*SEITENAUSZUG*:
┌────────

Samstag, 30. März 2013

Daughter – If You Leave

(4AD, 2013)


Wenn ich nun sagte, dass Daughter eine ganz typische Indie-Band wären, hätte ich damit wohl etwa zu gleichen Teilen Recht und Unrecht. Denn zwar bedient das Trio aus London alle Klischees des Genres, aber auf der anderen Seite haben sie doch eine Art, den Zuhörer zu berühren, die ihnen völlig zu eigen ist.
Das fängt schon bei den textlichen Bezügen an – der Name Daughter gibt es bereits ein Stück weit vorweg. Elena Tonra macht in ihren Texten ein zerbrechliches, ungeschütztes Gefühl erfahrbar, wie es wohl Kinder fühlen würden, würde ihnen der ihnen eigene Idealismus und ihre Naivität fehlen. Und dies ist tatsächlich nicht nur ein mittelmäßig gewähltes Bild, sondern eine textliche Darstellung, die sich beim Hören geradezu aufdrängt:

You will always find another place to go,
You will always find another womb to grow.“
- Lifeforms

Bei diesem Zitat handelt es sich sogar um den einzigen Text-Fetzen, den Daughter quasi programmatisch in ihrem bunt bebilderten Booklet angeben. Aber es gibt noch weitere Passagen in den Texten, die das Kindliche des (der) Lyrischen Ichs unterstreichen oder zumindest andeuten:

In the darkness I will meet my creators,
And they will all agree that I'm a suffocator.

└────────

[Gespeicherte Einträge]
┌────────

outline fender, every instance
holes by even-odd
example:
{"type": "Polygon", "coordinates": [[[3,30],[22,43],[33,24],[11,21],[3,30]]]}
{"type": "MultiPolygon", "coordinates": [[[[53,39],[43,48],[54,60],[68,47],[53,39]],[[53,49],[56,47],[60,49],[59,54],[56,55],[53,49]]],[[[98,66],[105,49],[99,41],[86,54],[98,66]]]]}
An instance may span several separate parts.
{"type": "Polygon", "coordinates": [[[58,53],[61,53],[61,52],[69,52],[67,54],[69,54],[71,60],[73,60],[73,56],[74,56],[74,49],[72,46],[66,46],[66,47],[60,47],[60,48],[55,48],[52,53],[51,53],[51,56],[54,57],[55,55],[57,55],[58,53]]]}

└────────

*ZU ERLEDIGENDE AUFGABEN*:
[1] Gib alle englischsprachigen Liedtextzeilen an, die in der Rezension zitiert werden.
[2] Extrahiere aus der Rezension den Abschnitt zwischen „Das fängt schon“ und „I'm a suffocator.“, beide eingeschlossen.

*ANTWORTEN ZU AUFGABEN*:
[1]
You will always find another place to go,
You will always find another womb to grow.
In the darkness I will meet my creators,
And they will all agree that I'm a suffocator.

[2]
Das fängt schon bei den textlichen Bezügen an – der Name Daughter gibt es bereits ein Stück weit vorweg. Elena Tonra macht in ihren Texten ein zerbrechliches, ungeschütztes Gefühl erfahrbar, wie es wohl Kinder fühlen würden, würde ihnen der ihnen eigene Idealismus und ihre Naivität fehlen. Und dies ist tatsächlich nicht nur ein mittelmäßig gewähltes Bild, sondern eine textliche Darstellung, die sich beim Hören geradezu aufdrängt:

You will always find another place to go,
You will always find another womb to grow.“
- Lifeforms

Bei diesem Zitat handelt es sich sogar um den einzigen Text-Fetzen, den Daughter quasi programmatisch in ihrem bunt bebilderten Booklet angeben. Aber es gibt noch weitere Passagen in den Texten, die das Kindliche des (der) Lyrischen Ichs unterstreichen oder zumindest andeuten:

In the darkness I will meet my creators,
And they will all agree that I'm a suffocator.